Stored data entries
┌──

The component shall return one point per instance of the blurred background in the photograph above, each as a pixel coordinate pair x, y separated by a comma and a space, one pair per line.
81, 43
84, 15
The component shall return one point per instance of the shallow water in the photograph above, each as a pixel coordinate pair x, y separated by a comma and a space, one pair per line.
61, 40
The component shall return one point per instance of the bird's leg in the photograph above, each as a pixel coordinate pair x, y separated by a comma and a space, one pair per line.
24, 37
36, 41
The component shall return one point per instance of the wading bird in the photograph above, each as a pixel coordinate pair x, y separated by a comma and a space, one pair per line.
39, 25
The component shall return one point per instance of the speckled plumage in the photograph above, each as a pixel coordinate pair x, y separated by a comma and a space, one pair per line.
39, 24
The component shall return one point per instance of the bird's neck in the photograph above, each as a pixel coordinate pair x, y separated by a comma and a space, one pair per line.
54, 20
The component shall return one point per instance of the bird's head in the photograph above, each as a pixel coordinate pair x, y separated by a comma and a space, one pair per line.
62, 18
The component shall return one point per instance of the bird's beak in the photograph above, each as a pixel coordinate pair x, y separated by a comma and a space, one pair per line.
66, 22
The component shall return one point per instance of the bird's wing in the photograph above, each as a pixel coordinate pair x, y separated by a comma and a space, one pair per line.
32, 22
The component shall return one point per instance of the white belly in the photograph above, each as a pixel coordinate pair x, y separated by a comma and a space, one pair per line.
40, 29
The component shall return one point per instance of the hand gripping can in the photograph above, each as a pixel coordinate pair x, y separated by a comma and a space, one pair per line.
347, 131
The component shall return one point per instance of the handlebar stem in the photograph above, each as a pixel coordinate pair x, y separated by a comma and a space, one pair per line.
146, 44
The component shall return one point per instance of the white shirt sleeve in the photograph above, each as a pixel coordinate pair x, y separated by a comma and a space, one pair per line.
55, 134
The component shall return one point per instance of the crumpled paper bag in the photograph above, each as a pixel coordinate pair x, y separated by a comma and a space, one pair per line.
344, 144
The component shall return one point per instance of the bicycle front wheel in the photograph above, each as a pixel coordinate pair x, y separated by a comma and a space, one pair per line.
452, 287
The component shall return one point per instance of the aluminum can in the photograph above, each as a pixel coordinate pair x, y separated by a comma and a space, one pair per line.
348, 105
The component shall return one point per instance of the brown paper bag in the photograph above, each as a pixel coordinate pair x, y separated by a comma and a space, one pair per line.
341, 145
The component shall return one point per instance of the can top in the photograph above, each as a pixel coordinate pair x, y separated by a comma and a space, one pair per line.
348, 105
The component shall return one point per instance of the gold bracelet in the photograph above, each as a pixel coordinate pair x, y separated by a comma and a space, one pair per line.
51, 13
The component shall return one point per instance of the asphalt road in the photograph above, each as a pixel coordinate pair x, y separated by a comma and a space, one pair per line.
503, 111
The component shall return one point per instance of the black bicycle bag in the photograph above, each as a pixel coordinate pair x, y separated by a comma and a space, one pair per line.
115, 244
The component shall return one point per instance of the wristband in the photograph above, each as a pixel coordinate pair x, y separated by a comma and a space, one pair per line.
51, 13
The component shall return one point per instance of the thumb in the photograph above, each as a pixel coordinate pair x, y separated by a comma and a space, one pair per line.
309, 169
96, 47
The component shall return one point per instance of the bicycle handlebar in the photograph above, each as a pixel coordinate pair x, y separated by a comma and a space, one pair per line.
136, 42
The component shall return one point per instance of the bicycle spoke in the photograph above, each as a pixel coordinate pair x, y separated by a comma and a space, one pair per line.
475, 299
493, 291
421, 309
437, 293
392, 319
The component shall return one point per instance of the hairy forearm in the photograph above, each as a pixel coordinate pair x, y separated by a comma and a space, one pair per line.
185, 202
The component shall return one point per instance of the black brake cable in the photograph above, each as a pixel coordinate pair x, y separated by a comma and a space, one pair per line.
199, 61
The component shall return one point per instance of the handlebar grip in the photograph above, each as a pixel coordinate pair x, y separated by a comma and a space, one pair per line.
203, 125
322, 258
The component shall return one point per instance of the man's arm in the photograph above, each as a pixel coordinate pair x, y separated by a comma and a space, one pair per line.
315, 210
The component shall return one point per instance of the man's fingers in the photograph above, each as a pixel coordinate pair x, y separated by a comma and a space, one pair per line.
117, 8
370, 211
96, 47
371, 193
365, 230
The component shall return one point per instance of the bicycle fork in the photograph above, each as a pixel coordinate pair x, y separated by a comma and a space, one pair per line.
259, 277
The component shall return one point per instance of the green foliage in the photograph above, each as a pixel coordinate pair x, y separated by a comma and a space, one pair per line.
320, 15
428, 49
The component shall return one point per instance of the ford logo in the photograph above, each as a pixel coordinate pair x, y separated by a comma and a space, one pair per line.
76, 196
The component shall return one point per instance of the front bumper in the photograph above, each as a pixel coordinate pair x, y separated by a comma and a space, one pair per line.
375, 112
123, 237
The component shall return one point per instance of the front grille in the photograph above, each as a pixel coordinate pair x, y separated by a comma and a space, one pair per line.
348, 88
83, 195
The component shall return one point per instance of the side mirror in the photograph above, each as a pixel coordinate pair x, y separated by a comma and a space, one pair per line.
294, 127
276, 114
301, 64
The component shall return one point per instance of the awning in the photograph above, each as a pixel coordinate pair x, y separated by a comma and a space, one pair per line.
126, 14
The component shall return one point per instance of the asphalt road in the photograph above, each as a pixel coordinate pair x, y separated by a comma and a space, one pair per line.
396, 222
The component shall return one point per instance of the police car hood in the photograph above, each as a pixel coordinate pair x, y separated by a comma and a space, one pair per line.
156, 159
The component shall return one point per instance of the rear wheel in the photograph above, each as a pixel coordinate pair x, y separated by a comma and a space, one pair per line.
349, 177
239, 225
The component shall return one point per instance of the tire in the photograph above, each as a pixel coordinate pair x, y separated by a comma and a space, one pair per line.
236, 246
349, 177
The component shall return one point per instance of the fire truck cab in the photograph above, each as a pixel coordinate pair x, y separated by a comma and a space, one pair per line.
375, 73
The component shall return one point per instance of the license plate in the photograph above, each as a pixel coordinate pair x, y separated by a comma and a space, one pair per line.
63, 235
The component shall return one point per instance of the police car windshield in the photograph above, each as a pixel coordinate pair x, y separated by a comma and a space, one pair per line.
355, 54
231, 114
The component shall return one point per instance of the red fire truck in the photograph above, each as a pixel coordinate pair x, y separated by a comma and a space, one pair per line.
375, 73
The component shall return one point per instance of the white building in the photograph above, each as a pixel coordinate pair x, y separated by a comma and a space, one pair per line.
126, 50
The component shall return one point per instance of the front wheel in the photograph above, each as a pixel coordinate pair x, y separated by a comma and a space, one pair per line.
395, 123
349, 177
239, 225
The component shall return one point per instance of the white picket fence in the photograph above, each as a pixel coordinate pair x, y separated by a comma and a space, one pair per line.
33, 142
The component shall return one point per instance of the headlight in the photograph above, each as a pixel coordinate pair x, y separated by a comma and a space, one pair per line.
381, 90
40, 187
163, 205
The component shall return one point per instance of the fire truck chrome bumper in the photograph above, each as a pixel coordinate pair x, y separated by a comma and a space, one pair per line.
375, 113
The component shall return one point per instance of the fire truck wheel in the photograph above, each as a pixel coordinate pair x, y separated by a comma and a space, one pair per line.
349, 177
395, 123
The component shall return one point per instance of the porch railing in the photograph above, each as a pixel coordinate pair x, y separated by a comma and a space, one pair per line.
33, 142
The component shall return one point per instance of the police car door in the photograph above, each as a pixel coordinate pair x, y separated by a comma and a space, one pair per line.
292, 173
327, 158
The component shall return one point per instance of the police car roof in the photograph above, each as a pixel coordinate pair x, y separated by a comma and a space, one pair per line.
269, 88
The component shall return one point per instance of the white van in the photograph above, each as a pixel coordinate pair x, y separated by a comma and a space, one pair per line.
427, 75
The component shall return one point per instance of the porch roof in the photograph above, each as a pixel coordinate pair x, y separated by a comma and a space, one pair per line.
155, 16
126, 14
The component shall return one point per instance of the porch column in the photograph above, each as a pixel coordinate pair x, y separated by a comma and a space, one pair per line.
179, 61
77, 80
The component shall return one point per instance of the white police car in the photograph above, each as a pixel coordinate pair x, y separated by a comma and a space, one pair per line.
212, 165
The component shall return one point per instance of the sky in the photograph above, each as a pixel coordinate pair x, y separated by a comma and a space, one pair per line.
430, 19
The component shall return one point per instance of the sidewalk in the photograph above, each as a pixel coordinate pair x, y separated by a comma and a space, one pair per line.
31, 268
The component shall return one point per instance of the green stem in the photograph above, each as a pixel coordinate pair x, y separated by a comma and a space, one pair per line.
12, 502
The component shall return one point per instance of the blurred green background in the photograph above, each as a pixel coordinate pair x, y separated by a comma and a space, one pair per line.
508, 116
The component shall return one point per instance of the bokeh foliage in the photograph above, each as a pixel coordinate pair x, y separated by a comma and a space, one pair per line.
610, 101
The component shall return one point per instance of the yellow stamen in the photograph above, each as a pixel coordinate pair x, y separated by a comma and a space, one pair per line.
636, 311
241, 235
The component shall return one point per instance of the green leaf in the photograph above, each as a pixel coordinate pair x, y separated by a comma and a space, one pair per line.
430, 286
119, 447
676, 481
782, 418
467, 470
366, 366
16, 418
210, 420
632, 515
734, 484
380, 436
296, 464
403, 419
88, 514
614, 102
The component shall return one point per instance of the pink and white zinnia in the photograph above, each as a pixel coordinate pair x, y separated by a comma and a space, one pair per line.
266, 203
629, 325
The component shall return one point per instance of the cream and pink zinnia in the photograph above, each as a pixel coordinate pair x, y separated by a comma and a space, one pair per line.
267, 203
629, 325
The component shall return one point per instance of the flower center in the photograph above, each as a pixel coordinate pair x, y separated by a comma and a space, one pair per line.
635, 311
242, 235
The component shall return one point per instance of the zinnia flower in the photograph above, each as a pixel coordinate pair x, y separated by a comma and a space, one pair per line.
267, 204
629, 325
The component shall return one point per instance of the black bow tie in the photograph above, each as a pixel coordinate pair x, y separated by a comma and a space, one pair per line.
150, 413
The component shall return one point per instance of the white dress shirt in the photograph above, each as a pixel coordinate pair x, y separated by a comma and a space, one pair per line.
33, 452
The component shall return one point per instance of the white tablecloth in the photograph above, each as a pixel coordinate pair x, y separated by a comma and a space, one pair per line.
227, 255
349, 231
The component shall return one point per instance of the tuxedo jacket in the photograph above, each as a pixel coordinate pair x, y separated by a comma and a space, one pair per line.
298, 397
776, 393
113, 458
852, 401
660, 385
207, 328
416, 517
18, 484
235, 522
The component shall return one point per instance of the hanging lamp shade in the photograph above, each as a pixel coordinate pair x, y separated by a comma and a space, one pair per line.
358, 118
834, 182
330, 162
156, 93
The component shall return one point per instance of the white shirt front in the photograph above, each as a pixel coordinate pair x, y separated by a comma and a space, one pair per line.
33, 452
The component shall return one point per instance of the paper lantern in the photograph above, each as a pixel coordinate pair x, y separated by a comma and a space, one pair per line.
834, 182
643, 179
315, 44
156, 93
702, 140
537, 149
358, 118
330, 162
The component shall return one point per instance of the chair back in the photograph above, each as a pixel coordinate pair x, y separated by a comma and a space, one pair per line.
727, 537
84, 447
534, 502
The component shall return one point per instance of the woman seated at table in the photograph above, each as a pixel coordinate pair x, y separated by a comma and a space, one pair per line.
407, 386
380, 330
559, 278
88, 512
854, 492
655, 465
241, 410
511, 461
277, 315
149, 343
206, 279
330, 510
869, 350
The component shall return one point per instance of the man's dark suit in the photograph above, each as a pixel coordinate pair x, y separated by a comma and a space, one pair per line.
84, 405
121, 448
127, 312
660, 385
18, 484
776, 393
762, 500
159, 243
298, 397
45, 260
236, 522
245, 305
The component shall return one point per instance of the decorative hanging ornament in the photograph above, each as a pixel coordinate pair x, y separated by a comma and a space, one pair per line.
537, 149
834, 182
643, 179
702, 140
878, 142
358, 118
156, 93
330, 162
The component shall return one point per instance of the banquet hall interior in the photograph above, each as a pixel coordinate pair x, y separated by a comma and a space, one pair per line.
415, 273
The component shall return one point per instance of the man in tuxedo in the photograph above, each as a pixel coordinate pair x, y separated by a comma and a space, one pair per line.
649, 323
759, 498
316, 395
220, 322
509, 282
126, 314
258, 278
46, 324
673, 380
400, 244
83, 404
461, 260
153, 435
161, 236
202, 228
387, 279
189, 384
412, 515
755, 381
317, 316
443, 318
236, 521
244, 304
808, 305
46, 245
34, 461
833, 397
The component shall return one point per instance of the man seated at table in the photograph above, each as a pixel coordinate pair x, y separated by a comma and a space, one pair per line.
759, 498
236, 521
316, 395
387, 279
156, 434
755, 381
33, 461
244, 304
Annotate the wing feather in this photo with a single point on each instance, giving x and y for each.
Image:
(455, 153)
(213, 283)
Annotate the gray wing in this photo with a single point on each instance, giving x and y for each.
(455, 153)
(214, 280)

└──

Exercise objective –
Repeat the line containing "The component shall return one point per instance of the banquet" and all subsequent lines through the final line of the data, exactly and with no others.

Expected output –
The component shall return one point per instance of the banquet hall interior in the photograph above, each as a pixel coordinate pair x, y separated by a comma and a space, one pair per line.
415, 273
The component shall return one point per instance of the man in tuxedo in the photograph above, each as a pixel coordinate pair x, y separated by a comma and a space, one pair per line.
649, 323
759, 498
316, 395
220, 322
509, 282
126, 314
258, 278
46, 324
673, 380
400, 244
83, 404
461, 260
153, 435
161, 236
202, 228
387, 279
189, 384
412, 515
755, 381
317, 316
443, 318
236, 521
244, 304
808, 305
46, 245
34, 461
833, 397
The component shall return one point per instance of the man seated at table in the photograph above, each as a pixel coordinate pair x, y separated by a comma and a space, one pair per line.
759, 498
236, 521
316, 395
387, 279
156, 434
755, 381
33, 461
244, 304
Annotate the wing feather in this photo with a single point on each instance, giving x and y for each.
Image:
(455, 153)
(213, 283)
Annotate the gray wing in this photo with a single point on each instance, giving x and y for each.
(455, 153)
(214, 280)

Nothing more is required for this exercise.